» Written exercise
Can you copy out the whole mailing-list message below about Pure C timestamps in Hatari, word for word?

» Selected passage
▬▬▬▬▬▬
On 02/06/2018 08:41 PM, Uwe Seimet wrote:
Sorry, I may have missed some mails.

I do not know which of the methods Pure C (this is where I observed the
timestamp problem) uses (I guess it's GEMDOS calls only), but the problem
is worst in fast-forward mode.
When I save a C source file in fast-forwared mode,

I assume you mean saving source from host, while emulation is
running in fast-forward mode.


Pure C's make does
not notice for minutes that the file was successfully compiled. I. e. I
can trigger the make process minutes after saving the file, and it will
still recompile the file.

I assume you mean that it will re-compile the source even if it had
compiled the modified source already earlier.  If you're using
"--gemdos-time host", that will only sync file modification date
with the host.

However, if Pure-C doesn't check the object file timestamp, but
relies on internal clock time for when it compiled the object,
it cannot work.

Unless you *re-invoke* Pure-C, then it does need to check
the file timestamps for time comparison.


Btw. When I'm using host editor to edit sources that I compile with
Atari native compiler, I invoke Hatari separately for each compile.

Latest EmuTOS boots so fast with fast-forward, that doing a separate
Hatari invocation for building is fast.

Only issue is transferring the correct project file name to compiler
inside emulation.  I've been using a script that writes the Atari
command line to a (Gulam) shell startup script, and then asks Hatari
to run (Gulam) shell.

However, nowadays one could use just the hatari-prg-args.sh script
from Hatari tools/-directory for that.


There are also some other ways to automate that (e.g. scripting
Hatari hconsole).


By the way, I (also) don't think that this is important enough to block
the upcoming release. I stumbled upon something else, which I consider
more inconvenient: I recently used Hatari (latest binary version) on the
Mac, and noticed that the Atari mouse pointer is extremely out of sync
with the actual macOS mouse pointer.

Is that with SDL1 or SDL2 build of Hatari?
▬▬▬▬▬▬
» Records
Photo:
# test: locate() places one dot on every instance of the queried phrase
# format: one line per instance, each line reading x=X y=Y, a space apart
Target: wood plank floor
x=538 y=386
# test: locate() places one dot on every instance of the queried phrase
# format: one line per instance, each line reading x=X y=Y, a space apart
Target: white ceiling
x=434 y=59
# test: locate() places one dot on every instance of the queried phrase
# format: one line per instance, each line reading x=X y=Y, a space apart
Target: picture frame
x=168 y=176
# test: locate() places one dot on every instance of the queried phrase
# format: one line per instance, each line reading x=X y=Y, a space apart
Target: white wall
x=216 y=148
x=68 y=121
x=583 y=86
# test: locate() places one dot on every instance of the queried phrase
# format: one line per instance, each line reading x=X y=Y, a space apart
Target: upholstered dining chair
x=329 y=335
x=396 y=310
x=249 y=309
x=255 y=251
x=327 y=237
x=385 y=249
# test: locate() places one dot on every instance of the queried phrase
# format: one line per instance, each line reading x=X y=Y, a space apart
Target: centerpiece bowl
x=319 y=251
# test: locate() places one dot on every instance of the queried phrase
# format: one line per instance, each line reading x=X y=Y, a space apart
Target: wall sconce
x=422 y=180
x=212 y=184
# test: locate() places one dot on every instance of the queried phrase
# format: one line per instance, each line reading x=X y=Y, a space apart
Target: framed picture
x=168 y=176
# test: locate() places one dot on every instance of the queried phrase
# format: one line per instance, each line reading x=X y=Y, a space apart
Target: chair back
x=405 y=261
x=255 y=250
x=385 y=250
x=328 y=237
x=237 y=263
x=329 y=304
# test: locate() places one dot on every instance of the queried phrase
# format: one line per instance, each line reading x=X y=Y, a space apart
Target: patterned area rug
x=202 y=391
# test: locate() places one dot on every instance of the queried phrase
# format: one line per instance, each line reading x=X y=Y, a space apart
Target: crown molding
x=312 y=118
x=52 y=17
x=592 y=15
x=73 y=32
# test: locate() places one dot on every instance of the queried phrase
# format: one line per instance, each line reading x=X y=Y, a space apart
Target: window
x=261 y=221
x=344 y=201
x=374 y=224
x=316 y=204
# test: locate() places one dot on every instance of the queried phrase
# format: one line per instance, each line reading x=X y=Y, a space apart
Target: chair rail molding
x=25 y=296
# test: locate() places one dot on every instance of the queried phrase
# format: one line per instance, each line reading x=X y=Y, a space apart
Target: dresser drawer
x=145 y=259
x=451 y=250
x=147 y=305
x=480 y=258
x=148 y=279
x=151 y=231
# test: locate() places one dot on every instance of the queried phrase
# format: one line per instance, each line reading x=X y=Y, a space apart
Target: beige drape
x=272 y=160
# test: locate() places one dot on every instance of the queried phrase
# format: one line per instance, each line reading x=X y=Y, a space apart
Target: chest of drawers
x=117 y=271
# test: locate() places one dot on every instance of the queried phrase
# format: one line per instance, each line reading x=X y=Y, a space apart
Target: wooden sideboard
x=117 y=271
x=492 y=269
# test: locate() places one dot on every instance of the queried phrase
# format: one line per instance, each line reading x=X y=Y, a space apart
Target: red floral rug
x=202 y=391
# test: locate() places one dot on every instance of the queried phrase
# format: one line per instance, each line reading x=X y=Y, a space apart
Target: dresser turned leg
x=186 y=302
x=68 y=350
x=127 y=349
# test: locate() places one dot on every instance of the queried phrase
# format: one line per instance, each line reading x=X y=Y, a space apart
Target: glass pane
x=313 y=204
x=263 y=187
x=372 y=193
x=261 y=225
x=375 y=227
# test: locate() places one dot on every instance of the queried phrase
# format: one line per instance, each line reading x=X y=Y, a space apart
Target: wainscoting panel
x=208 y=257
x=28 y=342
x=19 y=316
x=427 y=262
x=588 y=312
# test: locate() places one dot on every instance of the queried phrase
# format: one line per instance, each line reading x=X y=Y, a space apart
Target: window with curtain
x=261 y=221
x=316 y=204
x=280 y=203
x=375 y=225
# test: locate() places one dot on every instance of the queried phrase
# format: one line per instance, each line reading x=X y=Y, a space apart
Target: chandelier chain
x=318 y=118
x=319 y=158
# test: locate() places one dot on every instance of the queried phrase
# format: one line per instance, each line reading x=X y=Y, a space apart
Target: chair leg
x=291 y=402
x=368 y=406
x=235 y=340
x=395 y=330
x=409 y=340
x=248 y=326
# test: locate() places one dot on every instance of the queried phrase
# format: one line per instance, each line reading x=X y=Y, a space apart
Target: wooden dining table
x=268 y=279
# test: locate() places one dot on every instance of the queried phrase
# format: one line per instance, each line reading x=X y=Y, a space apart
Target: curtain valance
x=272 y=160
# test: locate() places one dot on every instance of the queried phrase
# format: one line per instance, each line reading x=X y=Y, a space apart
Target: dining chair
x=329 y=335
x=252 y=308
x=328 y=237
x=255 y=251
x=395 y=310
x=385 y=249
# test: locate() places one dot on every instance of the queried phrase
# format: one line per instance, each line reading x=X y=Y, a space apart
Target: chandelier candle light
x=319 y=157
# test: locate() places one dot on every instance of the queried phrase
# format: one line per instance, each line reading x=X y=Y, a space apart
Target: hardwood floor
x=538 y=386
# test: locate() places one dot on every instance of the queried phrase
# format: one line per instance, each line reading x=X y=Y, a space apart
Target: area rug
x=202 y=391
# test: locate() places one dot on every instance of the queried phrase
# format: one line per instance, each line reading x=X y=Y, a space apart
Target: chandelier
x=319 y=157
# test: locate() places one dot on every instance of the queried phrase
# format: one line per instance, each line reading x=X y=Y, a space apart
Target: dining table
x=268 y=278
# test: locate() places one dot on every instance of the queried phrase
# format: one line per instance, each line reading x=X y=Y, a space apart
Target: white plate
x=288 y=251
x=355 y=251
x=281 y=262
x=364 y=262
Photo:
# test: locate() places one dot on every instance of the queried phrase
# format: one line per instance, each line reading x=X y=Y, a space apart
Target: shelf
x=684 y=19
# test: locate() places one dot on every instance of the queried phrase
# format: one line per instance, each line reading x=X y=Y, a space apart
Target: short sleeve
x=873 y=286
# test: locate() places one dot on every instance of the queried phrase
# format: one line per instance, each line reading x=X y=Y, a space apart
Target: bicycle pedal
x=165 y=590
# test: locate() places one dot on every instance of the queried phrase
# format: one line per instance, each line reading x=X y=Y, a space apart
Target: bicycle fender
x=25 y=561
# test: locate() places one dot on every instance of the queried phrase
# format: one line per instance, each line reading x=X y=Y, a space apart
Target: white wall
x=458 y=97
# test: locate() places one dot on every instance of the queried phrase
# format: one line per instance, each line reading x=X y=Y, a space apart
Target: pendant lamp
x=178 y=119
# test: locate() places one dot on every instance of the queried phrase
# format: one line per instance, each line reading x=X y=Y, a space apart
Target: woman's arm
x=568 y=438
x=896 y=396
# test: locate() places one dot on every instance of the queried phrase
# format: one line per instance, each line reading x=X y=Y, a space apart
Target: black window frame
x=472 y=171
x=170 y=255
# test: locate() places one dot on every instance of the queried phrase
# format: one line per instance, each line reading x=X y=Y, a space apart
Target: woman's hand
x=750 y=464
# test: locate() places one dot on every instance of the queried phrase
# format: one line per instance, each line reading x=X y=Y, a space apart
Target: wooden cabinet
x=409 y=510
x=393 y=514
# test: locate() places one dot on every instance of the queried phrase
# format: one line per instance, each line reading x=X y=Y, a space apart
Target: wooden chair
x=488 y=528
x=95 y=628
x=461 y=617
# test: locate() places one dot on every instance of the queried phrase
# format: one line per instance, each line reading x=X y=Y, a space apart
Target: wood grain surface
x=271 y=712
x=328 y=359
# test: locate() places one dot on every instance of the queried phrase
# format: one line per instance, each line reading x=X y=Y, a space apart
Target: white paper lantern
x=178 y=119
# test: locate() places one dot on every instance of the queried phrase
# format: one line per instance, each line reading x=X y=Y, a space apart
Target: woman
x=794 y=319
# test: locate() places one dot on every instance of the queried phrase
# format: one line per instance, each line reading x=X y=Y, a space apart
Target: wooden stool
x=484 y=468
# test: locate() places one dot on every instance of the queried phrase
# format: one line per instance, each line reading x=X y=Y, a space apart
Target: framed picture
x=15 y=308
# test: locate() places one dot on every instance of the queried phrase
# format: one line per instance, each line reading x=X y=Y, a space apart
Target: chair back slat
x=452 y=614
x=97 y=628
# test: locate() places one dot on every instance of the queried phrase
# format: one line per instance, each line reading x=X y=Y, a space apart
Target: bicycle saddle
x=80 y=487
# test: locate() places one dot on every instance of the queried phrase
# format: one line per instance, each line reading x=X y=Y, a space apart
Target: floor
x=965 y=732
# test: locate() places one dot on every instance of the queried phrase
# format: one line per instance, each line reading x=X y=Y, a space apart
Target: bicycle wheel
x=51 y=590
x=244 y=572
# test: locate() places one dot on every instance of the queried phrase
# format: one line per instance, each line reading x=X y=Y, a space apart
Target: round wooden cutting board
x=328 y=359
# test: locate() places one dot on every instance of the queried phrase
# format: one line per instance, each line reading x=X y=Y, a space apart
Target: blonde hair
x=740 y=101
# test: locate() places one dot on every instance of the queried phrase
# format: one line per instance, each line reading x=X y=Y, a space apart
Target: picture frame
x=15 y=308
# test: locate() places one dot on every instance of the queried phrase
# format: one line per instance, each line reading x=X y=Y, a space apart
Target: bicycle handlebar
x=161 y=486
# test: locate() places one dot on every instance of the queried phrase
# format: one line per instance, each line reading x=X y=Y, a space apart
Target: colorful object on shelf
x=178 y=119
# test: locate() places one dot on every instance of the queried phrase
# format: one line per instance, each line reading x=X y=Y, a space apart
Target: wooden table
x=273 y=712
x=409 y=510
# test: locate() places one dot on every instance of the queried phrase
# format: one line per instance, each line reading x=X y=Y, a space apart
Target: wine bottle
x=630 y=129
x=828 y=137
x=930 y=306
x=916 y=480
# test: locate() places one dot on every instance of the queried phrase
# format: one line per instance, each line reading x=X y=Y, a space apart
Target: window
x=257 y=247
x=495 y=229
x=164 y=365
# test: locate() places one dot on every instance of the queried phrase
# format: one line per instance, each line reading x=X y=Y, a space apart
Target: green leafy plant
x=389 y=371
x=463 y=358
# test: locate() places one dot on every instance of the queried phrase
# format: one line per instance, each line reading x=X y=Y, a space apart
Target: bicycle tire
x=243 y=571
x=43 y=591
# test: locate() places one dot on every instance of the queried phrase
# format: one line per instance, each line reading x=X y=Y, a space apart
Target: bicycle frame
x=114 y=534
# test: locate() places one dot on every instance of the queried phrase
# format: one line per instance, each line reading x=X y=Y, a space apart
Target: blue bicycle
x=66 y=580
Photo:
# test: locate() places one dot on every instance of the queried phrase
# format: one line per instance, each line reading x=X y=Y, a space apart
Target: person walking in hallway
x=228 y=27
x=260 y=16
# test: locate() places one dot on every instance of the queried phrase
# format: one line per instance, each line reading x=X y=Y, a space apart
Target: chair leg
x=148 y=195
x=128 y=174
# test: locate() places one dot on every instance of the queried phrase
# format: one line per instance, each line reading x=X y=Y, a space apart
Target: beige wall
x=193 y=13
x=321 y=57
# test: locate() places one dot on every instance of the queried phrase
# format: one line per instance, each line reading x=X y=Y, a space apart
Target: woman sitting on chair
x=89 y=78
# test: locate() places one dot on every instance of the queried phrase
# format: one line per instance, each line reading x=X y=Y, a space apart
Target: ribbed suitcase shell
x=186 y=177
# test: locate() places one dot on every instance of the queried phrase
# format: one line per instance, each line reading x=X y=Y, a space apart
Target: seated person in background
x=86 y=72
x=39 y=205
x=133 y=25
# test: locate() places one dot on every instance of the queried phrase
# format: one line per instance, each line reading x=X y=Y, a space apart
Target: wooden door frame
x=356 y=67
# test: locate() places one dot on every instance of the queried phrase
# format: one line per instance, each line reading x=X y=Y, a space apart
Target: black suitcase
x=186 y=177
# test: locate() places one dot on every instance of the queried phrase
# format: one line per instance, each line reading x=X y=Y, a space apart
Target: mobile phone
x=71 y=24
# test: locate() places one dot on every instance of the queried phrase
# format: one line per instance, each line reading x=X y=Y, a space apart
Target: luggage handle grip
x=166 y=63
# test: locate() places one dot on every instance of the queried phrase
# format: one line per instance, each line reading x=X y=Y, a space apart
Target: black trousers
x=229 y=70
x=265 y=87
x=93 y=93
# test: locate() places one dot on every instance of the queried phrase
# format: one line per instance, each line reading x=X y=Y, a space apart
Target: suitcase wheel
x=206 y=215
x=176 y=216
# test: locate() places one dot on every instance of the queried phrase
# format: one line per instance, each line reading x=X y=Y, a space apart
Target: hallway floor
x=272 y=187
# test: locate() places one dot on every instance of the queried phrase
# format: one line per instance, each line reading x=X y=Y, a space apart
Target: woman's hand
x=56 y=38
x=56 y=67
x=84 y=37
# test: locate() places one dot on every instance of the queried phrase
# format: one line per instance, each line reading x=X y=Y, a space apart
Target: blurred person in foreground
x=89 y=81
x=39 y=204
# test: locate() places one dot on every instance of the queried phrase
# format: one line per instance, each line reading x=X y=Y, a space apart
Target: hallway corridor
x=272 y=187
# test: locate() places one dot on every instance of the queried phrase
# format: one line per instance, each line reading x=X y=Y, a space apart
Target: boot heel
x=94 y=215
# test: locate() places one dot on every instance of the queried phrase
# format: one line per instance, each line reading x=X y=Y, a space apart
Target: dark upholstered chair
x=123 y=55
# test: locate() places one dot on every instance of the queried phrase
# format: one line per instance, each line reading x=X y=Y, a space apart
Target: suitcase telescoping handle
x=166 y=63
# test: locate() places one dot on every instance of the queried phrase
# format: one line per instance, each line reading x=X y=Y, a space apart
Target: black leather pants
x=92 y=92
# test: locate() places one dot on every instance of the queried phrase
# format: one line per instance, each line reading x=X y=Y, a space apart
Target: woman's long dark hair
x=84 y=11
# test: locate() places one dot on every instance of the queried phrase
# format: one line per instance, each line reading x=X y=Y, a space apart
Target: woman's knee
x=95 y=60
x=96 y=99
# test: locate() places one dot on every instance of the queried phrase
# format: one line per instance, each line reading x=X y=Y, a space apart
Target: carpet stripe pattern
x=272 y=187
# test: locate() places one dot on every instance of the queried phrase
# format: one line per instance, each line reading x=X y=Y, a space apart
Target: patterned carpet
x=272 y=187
▬▬▬▬▬▬
» Answer to the task
On 02/06/2018 08:41 PM, Uwe Seimet wrote:
Sorry, I may have missed some mails.

I do not know which of the methods Pure C (this is where I observed the
timestamp problem) uses (I guess it's GEMDOS calls only), but the problem
is worst in fast-forward mode.
When I save a C source file in fast-forwared mode,

I assume you mean saving source from host, while emulation is
running in fast-forward mode.


Pure C's make does
not notice for minutes that the file was successfully compiled. I. e. I
can trigger the make process minutes after saving the file, and it will
still recompile the file.

I assume you mean that it will re-compile the source even if it had
compiled the modified source already earlier.  If you're using
"--gemdos-time host", that will only sync file modification date
with the host.

However, if Pure-C doesn't check the object file timestamp, but
relies on internal clock time for when it compiled the object,
it cannot work.

Unless you *re-invoke* Pure-C, then it does need to check
the file timestamps for time comparison.


Btw. When I'm using host editor to edit sources that I compile with
Atari native compiler, I invoke Hatari separately for each compile.

Latest EmuTOS boots so fast with fast-forward, that doing a separate
Hatari invocation for building is fast.

Only issue is transferring the correct project file name to compiler
inside emulation.  I've been using a script that writes the Atari
command line to a (Gulam) shell startup script, and then asks Hatari
to run (Gulam) shell.

However, nowadays one could use just the hatari-prg-args.sh script
from Hatari tools/-directory for that.


There are also some other ways to automate that (e.g. scripting
Hatari hconsole).


By the way, I (also) don't think that this is important enough to block
the upcoming release. I stumbled upon something else, which I consider
more inconvenient: I recently used Hatari (latest binary version) on the
Mac, and noticed that the Atari mouse pointer is extremely out of sync
with the actual macOS mouse pointer.

Is that with SDL1 or SDL2 build of Hatari?